The first few missions as Polonia introduce you to the mechanics, but playing as Saxony really put my skills to the test. Despite being a major opposing force to Polonia, Saxony really does see themselves as the good guys. Their hero units are ones you can relate too (although Wilhelm can get on your nerves.) Iron Harvest offers plenty of places for your units to take cover to try and stay alive and you absolutely need to use every possible tactic to your advantage. A stand up firefight is one of the worst ideas in this game, but thankfully hovering over cover will automatically show you precisely where each unit will take refuge. Units can also occupy abandoned buildings for additional cover – just watch out for them getting blown down while your men are inside. The narrative did pick up into a somewhat formulaic story but with enough twists that the final campaign is definitely going to be interesting. I can’t say I was a big fan of the voice acting and the cinematics felt incredibly dated, especially compared against the game’s impressive in-engine graphics.
Everything in Iron Harvest is destructible. Grenades and exploding mechs leave craters. Buildings explode, fences collapse, vehicles leave treads. When a mech is damaged, the level of detail on its broken parts are incredible and quite easy to inspect thanks to a camera that not only zooms, but has full rotational capabilities. The detail doesn’t stop there, either. Fleeing troops will vault over cover rather than walk around it. Infantry can pick up weapons of defeated enemies and change their class based on the items discovered (grenadier, engineer, etc.) and each unit is able to rank up based on completing its core action, unlocking not only better stats but new abilities to enhance them in the field. These sort of features make you not only play the game with more strategy, but can make you care more when they fall in battle.

*PROVIDED DATA*
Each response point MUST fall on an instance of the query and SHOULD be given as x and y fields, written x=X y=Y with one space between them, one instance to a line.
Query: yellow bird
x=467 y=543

--

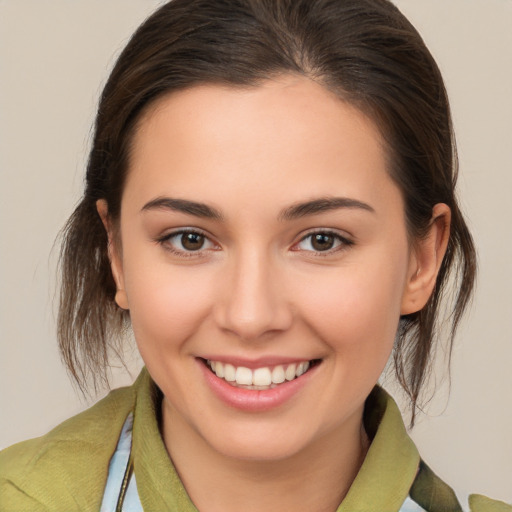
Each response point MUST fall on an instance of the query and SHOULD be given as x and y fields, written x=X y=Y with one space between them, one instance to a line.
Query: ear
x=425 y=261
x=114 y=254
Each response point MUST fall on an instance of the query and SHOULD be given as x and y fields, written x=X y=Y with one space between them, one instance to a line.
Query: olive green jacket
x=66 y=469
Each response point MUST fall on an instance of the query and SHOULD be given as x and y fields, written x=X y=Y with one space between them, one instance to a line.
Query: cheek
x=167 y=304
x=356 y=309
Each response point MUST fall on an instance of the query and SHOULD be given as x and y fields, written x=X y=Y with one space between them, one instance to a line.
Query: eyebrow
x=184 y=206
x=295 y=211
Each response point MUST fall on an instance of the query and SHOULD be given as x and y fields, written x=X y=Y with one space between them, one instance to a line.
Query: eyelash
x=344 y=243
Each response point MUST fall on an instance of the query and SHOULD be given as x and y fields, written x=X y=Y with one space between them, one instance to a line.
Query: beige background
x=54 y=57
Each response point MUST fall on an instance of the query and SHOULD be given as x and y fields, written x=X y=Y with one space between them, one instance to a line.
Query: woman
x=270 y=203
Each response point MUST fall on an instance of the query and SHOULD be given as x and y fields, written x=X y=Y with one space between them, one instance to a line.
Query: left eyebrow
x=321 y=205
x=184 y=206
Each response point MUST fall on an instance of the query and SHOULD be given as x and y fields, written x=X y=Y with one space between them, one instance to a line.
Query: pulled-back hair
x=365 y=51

*TASK STATEMENT*
List every proper name that appears in the Iron Harvest review. The entries come from a different source than the Iron Harvest review.

*COMPLETED EXERCISE*
Polonia, Saxony, Wilhelm, Iron Harvest